DATA LINES
◇ ◇ ◇
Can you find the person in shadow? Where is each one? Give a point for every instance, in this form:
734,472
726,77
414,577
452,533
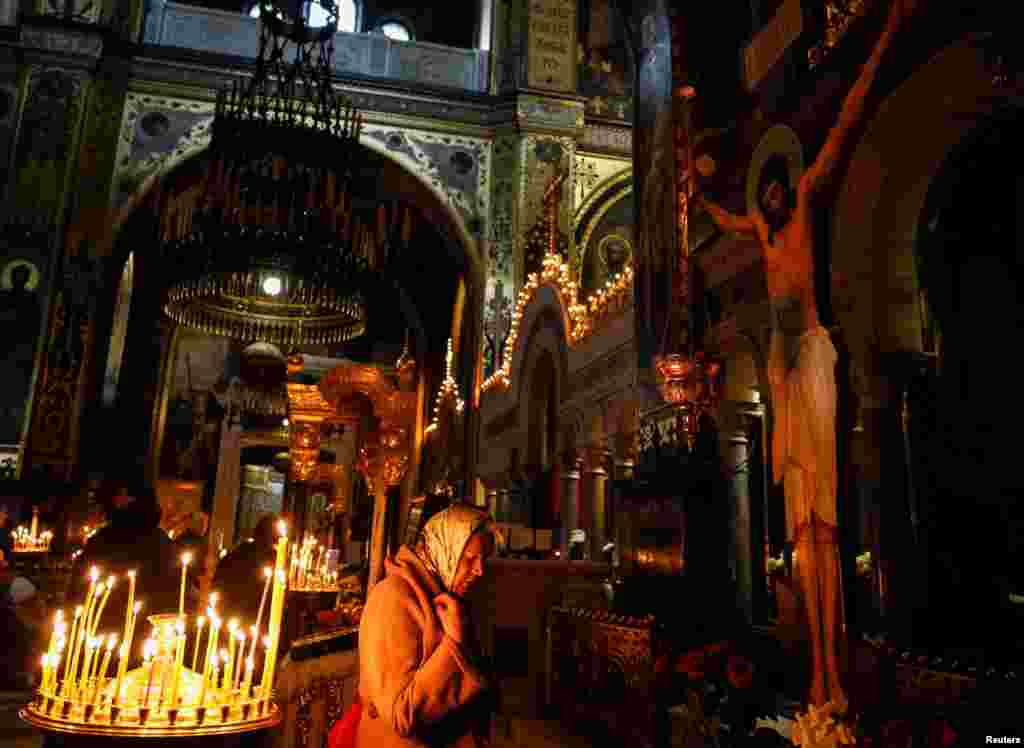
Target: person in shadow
240,577
132,541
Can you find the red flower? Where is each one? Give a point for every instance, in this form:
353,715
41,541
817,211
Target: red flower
739,672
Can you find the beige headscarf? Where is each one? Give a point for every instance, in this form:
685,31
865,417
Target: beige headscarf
444,537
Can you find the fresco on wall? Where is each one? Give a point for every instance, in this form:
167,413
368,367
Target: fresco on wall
604,68
609,247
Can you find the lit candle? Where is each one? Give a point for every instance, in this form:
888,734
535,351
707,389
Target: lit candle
199,635
239,657
268,575
120,679
225,658
111,643
276,609
131,604
179,655
102,605
248,680
148,650
213,639
185,559
232,642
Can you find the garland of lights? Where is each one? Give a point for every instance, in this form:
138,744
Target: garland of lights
584,317
448,391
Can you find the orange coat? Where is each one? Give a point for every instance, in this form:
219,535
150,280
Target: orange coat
418,687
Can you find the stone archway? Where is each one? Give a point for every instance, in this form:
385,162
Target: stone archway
877,214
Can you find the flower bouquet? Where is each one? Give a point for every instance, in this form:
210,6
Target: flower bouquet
828,725
714,688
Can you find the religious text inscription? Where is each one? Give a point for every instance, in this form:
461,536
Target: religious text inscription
551,49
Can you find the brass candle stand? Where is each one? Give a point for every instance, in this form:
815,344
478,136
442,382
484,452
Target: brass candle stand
205,683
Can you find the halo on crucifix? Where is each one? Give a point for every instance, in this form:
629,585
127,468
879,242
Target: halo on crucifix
778,140
6,282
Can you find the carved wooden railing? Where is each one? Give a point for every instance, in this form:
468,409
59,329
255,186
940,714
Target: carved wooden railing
600,668
374,55
317,684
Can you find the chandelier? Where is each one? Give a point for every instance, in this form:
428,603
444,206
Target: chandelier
273,250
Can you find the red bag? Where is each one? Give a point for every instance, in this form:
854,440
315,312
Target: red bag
344,731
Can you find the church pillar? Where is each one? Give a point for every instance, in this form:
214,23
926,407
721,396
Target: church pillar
534,64
747,540
569,498
886,421
597,485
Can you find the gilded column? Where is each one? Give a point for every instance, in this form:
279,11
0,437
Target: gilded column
569,498
597,474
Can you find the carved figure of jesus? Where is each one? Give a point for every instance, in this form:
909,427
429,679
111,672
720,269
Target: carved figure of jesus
802,376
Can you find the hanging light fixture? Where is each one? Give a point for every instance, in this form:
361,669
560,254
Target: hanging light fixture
274,251
687,380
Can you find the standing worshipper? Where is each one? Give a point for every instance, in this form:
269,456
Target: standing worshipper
421,675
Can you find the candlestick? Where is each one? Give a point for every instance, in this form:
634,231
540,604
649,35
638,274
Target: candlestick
226,659
199,635
99,612
248,680
232,643
185,558
179,654
111,643
237,664
148,650
131,605
72,640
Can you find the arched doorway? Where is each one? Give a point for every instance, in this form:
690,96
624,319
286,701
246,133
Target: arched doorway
969,253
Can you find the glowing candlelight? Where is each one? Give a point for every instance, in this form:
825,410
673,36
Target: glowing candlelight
226,659
232,642
131,605
199,635
148,651
239,657
72,640
111,643
248,680
102,605
185,559
179,654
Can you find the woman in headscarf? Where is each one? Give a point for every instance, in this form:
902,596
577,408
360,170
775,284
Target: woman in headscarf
421,681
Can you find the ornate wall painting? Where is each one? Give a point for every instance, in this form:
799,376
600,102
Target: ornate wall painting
604,69
20,326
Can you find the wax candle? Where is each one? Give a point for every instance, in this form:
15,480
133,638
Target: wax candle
79,611
148,651
199,635
185,559
131,604
232,643
225,658
111,643
99,612
239,658
179,654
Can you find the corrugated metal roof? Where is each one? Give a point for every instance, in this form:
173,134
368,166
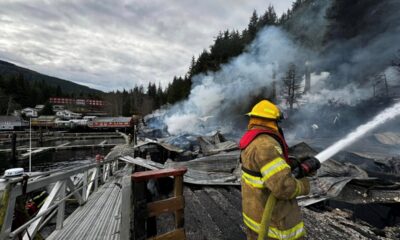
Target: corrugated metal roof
10,119
113,119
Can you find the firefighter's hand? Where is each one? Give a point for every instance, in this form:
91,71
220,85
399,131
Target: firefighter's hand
307,167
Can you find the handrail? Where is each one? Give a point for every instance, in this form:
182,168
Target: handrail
62,178
58,202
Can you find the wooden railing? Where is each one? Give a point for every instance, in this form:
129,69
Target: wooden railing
144,210
64,188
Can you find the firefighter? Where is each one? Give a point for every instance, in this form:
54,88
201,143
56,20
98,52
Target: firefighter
267,179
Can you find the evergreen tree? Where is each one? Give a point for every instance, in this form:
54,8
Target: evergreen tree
292,86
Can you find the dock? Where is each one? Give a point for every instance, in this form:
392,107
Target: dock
99,218
113,205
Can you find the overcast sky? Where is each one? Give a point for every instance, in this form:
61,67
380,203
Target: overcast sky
115,44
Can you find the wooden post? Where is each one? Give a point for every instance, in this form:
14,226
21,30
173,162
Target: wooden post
178,191
61,207
172,205
14,150
139,212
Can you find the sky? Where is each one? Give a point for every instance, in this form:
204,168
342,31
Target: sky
116,44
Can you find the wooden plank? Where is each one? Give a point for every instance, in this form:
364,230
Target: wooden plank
178,234
165,206
126,206
178,191
155,174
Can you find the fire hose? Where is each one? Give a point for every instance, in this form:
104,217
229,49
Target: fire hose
302,167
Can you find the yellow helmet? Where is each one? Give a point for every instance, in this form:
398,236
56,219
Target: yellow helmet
265,109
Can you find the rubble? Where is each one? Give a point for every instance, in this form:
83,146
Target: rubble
351,181
388,138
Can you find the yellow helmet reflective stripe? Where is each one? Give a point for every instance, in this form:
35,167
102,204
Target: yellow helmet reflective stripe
265,109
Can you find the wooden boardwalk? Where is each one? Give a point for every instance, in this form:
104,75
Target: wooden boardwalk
98,219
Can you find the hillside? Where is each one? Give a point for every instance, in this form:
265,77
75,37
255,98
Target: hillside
9,70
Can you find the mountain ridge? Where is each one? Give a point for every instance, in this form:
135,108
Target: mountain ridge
8,69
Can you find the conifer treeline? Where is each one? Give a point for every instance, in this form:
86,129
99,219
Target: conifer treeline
143,100
227,44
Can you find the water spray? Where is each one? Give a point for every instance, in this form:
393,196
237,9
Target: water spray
381,118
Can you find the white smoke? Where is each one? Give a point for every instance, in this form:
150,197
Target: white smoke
219,94
219,99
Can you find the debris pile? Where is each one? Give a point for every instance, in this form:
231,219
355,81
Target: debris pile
352,179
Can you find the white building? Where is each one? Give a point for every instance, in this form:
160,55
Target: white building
66,114
57,108
39,107
29,112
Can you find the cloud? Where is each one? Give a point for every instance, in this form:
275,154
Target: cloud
112,45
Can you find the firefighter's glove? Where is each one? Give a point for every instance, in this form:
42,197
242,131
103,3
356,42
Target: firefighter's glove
307,167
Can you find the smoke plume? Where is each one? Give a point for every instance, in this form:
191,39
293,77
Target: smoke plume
343,72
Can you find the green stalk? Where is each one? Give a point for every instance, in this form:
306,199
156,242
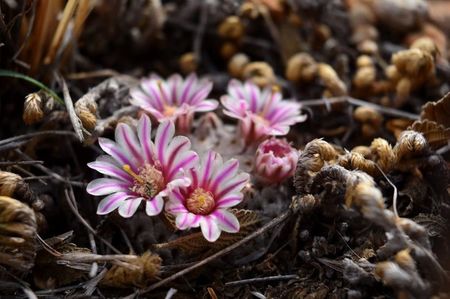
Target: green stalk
12,74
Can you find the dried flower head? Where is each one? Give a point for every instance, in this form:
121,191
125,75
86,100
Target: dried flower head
260,73
275,161
175,99
86,111
18,234
216,186
139,169
261,113
33,108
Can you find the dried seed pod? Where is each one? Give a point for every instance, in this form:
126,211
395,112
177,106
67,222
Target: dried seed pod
237,64
301,68
33,108
365,114
363,150
370,119
368,47
413,63
249,10
315,155
435,134
366,74
353,160
410,144
86,111
188,63
331,80
231,28
382,154
147,268
261,73
437,111
402,90
426,45
12,185
404,259
397,125
17,235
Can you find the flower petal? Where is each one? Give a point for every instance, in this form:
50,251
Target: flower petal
187,220
107,166
207,105
114,150
230,200
144,133
111,202
126,138
154,206
129,207
227,221
210,229
164,134
206,168
228,170
234,185
106,186
186,161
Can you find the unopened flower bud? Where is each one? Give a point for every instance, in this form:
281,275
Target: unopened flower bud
237,64
33,109
260,73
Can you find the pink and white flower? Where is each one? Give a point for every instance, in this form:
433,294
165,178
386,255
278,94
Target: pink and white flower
215,187
261,113
140,170
275,161
175,99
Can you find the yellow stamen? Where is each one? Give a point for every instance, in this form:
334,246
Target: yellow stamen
169,110
163,94
128,170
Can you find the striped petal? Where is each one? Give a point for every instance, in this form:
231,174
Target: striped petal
129,207
105,165
106,186
227,221
144,133
187,220
164,134
227,171
154,206
111,202
114,150
184,161
230,200
205,106
126,138
234,185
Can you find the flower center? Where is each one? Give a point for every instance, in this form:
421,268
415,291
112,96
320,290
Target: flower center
148,183
200,202
169,110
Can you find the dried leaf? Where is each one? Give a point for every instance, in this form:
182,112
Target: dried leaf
437,135
196,243
49,272
147,269
17,234
438,112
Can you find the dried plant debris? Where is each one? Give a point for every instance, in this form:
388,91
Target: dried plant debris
225,149
18,235
139,273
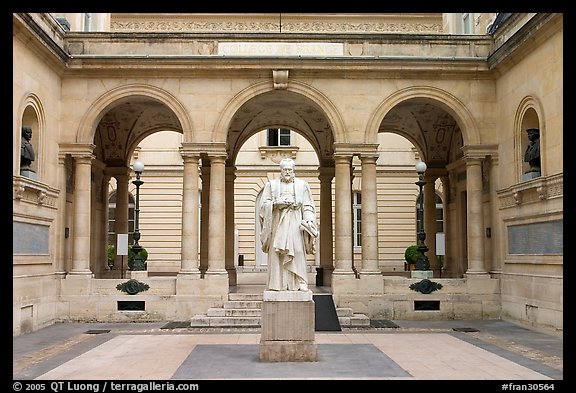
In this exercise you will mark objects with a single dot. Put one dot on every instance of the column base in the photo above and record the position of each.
(288, 351)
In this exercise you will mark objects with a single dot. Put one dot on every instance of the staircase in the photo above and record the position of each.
(245, 309)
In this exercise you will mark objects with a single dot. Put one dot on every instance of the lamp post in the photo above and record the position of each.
(422, 262)
(137, 263)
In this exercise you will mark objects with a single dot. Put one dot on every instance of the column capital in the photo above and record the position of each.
(77, 150)
(326, 173)
(358, 149)
(472, 152)
(117, 171)
(342, 158)
(369, 158)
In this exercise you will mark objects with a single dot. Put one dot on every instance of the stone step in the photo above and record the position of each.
(344, 312)
(234, 312)
(245, 309)
(206, 321)
(245, 296)
(356, 320)
(243, 304)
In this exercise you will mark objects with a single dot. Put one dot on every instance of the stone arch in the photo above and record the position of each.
(220, 131)
(447, 101)
(528, 103)
(87, 127)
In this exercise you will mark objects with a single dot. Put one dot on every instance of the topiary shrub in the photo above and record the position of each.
(411, 255)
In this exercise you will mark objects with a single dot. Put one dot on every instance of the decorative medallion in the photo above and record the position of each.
(132, 287)
(425, 286)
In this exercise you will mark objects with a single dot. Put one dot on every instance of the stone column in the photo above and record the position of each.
(189, 243)
(205, 197)
(369, 215)
(82, 216)
(217, 212)
(495, 238)
(60, 257)
(445, 179)
(475, 219)
(121, 221)
(229, 187)
(430, 219)
(343, 228)
(326, 174)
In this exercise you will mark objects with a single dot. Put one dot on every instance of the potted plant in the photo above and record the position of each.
(410, 255)
(112, 255)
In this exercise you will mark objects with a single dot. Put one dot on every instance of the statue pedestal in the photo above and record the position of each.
(423, 274)
(29, 173)
(531, 175)
(138, 274)
(288, 327)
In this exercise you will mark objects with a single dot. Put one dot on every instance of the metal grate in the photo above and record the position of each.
(383, 323)
(97, 331)
(176, 325)
(465, 330)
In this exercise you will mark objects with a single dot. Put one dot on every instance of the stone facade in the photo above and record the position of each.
(347, 87)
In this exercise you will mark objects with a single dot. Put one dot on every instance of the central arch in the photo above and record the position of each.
(450, 103)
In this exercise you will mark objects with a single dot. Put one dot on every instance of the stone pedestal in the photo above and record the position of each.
(138, 274)
(423, 274)
(29, 173)
(288, 327)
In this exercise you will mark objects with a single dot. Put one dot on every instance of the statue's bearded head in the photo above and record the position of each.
(287, 170)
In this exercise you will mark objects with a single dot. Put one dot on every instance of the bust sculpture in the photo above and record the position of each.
(532, 154)
(26, 150)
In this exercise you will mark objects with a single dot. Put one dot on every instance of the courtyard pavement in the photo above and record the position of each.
(415, 350)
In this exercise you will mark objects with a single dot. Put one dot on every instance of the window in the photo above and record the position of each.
(466, 23)
(87, 21)
(439, 213)
(112, 218)
(357, 211)
(278, 137)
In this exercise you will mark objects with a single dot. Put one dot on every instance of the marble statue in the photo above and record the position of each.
(288, 229)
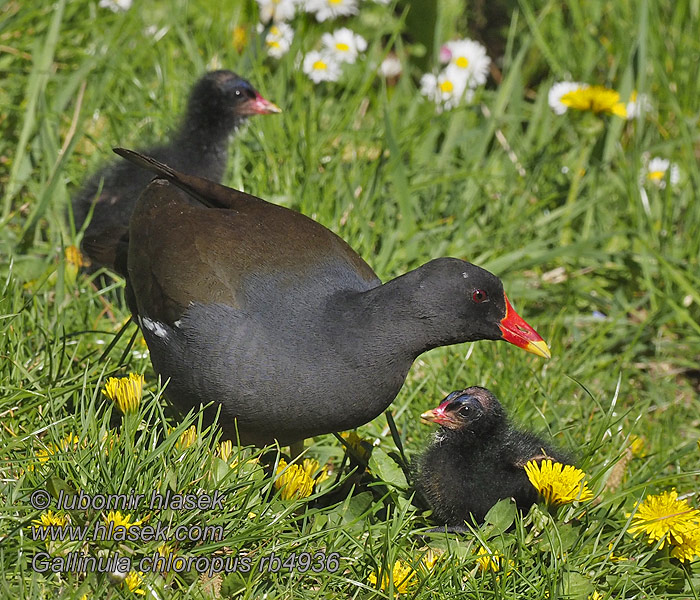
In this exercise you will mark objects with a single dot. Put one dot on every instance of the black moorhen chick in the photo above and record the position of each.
(477, 458)
(276, 320)
(219, 103)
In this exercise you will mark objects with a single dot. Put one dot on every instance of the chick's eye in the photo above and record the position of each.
(465, 410)
(480, 296)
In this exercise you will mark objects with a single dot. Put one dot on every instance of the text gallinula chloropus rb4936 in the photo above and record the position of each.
(219, 103)
(278, 321)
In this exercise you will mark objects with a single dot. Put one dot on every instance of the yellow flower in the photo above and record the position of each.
(74, 257)
(116, 517)
(50, 518)
(597, 99)
(133, 582)
(225, 450)
(69, 442)
(125, 392)
(689, 547)
(293, 480)
(663, 517)
(558, 483)
(187, 438)
(488, 560)
(314, 470)
(402, 575)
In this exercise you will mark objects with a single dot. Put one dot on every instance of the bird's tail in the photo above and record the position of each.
(209, 193)
(148, 163)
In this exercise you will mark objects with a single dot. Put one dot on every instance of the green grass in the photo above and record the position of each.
(402, 184)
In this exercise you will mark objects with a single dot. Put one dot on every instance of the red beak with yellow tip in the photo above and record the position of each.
(440, 416)
(516, 331)
(258, 106)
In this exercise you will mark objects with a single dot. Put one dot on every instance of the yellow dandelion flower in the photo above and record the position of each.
(43, 453)
(488, 560)
(51, 519)
(187, 438)
(665, 518)
(402, 574)
(637, 446)
(314, 470)
(125, 392)
(74, 257)
(69, 442)
(116, 517)
(293, 481)
(595, 98)
(225, 450)
(689, 547)
(133, 583)
(558, 483)
(311, 466)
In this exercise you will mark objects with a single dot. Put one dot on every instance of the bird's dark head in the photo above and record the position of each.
(475, 410)
(224, 96)
(471, 302)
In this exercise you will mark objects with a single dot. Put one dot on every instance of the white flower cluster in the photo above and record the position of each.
(341, 46)
(657, 170)
(283, 10)
(467, 67)
(115, 5)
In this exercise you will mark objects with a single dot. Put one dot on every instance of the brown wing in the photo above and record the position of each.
(251, 251)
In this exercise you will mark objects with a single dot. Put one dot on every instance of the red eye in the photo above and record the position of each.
(479, 296)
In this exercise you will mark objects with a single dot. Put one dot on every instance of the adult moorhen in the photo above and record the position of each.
(276, 320)
(477, 458)
(219, 103)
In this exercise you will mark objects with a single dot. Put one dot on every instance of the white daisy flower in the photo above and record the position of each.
(116, 5)
(391, 67)
(344, 44)
(330, 9)
(319, 66)
(278, 39)
(468, 58)
(658, 170)
(276, 10)
(446, 89)
(560, 89)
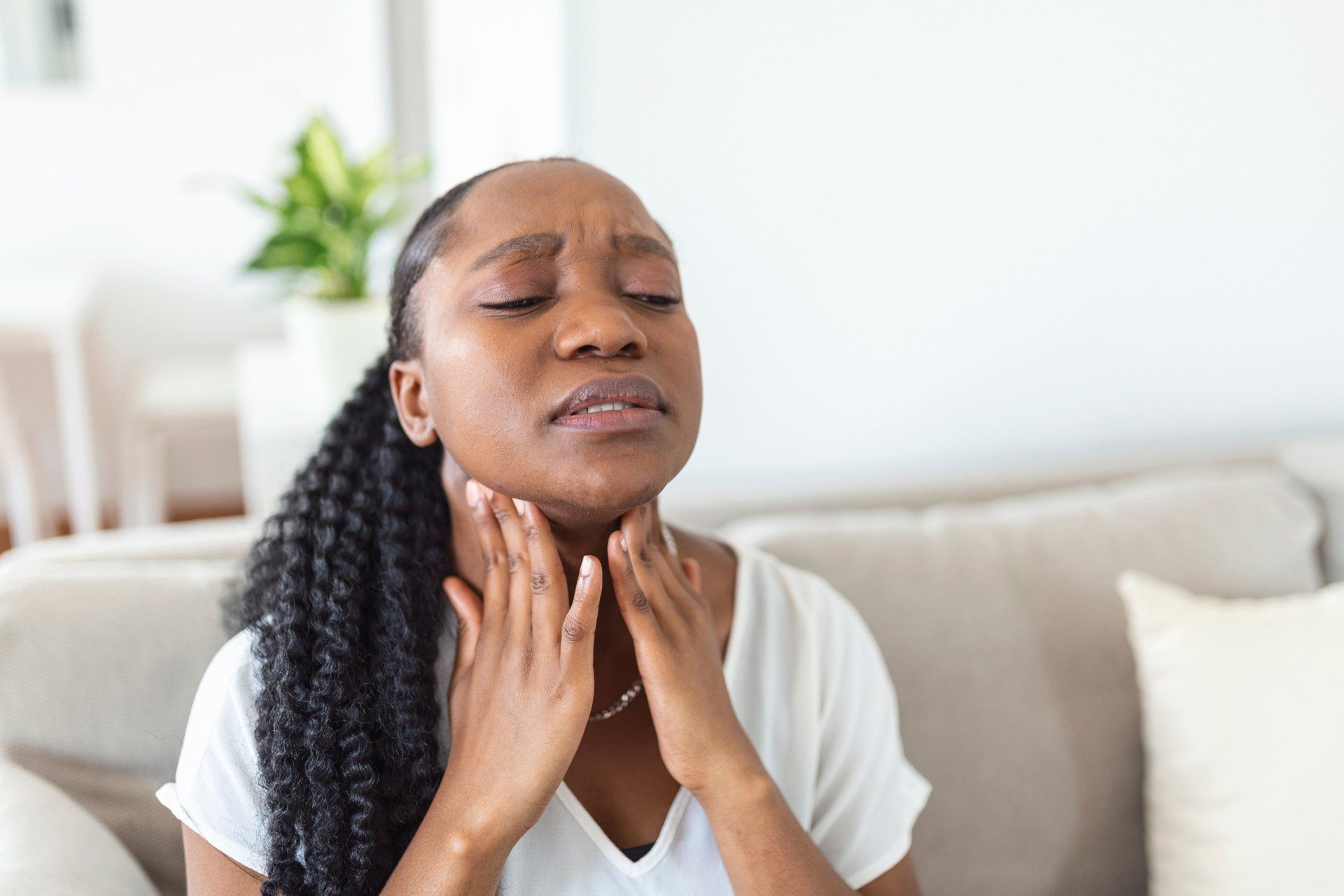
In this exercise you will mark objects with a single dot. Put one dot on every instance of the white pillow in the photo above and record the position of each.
(50, 846)
(1243, 739)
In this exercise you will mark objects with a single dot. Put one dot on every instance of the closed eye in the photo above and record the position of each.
(521, 302)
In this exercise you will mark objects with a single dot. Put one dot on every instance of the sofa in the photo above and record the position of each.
(992, 597)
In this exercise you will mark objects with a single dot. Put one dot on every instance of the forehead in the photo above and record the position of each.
(581, 202)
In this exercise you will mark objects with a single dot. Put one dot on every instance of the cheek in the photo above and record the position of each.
(479, 391)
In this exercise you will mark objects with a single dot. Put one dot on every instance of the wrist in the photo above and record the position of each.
(465, 830)
(745, 776)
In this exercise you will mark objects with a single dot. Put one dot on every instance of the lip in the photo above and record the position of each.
(634, 388)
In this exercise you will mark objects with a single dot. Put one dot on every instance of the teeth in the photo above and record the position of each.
(609, 406)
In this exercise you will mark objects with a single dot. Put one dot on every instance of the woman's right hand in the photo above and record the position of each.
(522, 688)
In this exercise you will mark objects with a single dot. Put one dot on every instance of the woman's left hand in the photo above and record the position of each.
(678, 652)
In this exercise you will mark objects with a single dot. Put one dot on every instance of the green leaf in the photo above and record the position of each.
(305, 191)
(288, 250)
(327, 159)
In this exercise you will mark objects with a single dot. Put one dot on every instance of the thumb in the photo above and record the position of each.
(470, 612)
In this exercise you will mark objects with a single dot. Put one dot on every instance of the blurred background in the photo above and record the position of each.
(918, 241)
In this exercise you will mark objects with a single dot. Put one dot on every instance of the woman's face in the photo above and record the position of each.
(587, 272)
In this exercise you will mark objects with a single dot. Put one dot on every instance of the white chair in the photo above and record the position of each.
(49, 315)
(175, 399)
(23, 507)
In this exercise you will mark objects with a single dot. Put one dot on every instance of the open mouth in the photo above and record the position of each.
(610, 415)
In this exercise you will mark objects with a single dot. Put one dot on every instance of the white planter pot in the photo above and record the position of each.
(332, 343)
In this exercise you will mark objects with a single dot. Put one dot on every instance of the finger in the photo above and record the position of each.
(550, 584)
(580, 628)
(670, 547)
(629, 597)
(495, 564)
(660, 561)
(675, 582)
(519, 614)
(468, 609)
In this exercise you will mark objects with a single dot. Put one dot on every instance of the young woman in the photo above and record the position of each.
(504, 457)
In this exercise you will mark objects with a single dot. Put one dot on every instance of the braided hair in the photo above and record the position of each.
(343, 596)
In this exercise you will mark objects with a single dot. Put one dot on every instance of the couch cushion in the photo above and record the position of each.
(1007, 643)
(216, 539)
(1319, 463)
(50, 846)
(99, 665)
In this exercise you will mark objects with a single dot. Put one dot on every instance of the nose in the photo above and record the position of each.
(598, 323)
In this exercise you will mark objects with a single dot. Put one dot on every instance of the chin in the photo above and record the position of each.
(596, 501)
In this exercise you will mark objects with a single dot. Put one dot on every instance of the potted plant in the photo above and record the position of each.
(327, 216)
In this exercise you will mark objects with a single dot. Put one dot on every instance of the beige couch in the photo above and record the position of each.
(993, 601)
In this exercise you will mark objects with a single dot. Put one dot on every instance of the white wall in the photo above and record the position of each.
(956, 235)
(921, 237)
(127, 174)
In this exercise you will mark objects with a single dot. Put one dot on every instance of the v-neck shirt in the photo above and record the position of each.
(804, 675)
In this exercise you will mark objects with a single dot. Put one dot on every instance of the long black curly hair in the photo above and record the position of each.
(343, 594)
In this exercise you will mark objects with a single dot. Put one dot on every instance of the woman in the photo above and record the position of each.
(540, 387)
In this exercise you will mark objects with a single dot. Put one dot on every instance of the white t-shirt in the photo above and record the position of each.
(806, 678)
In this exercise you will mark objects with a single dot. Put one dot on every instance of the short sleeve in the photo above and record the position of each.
(869, 794)
(216, 790)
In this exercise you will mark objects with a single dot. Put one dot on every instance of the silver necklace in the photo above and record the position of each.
(634, 691)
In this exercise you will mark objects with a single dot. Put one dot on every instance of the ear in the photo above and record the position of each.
(407, 383)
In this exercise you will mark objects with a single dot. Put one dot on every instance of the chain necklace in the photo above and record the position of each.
(634, 691)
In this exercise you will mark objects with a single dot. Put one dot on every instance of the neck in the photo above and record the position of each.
(613, 648)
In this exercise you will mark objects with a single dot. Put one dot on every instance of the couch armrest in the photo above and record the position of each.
(50, 846)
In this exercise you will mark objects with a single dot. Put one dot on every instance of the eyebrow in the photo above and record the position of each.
(543, 245)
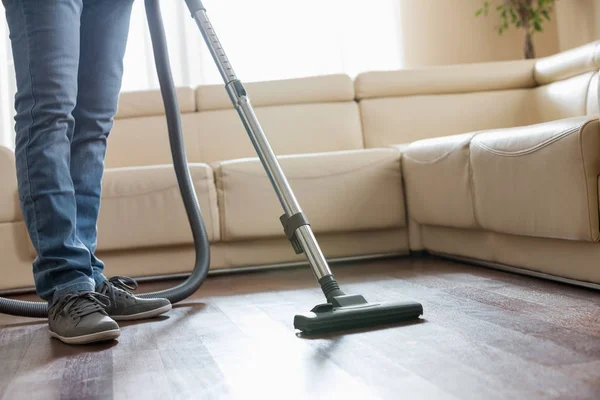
◇ ◇ ◇
Pull out every line of the items above that contains the word "hanging".

Can you find the hanging light fixture? Where is each one? Give a point for every instance, in this form:
Target: hanging light fixture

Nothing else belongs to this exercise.